- [Contour labeling records]:
_ _ _ _ _

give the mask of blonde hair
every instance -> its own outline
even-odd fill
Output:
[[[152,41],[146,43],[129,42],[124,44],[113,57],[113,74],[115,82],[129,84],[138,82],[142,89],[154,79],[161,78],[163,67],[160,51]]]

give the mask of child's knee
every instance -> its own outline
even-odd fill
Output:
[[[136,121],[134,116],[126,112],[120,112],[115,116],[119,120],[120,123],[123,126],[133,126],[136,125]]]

_ _ _ _ _

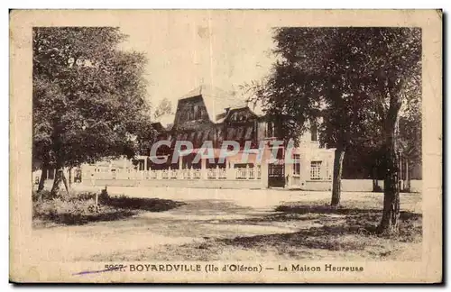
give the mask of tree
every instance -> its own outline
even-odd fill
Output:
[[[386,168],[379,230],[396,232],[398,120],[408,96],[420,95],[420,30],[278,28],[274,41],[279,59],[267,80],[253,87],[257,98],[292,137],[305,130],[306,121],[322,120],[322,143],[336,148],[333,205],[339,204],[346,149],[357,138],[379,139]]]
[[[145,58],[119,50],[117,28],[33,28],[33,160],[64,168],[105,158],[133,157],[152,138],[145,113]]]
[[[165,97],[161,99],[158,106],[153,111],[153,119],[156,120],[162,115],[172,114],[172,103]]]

_ _ _ _ _

- [TASK TO CARRY OUT]:
How many lines of the records above contain the word "give"? Reply with the number alone.

- [THE RESULT]:
3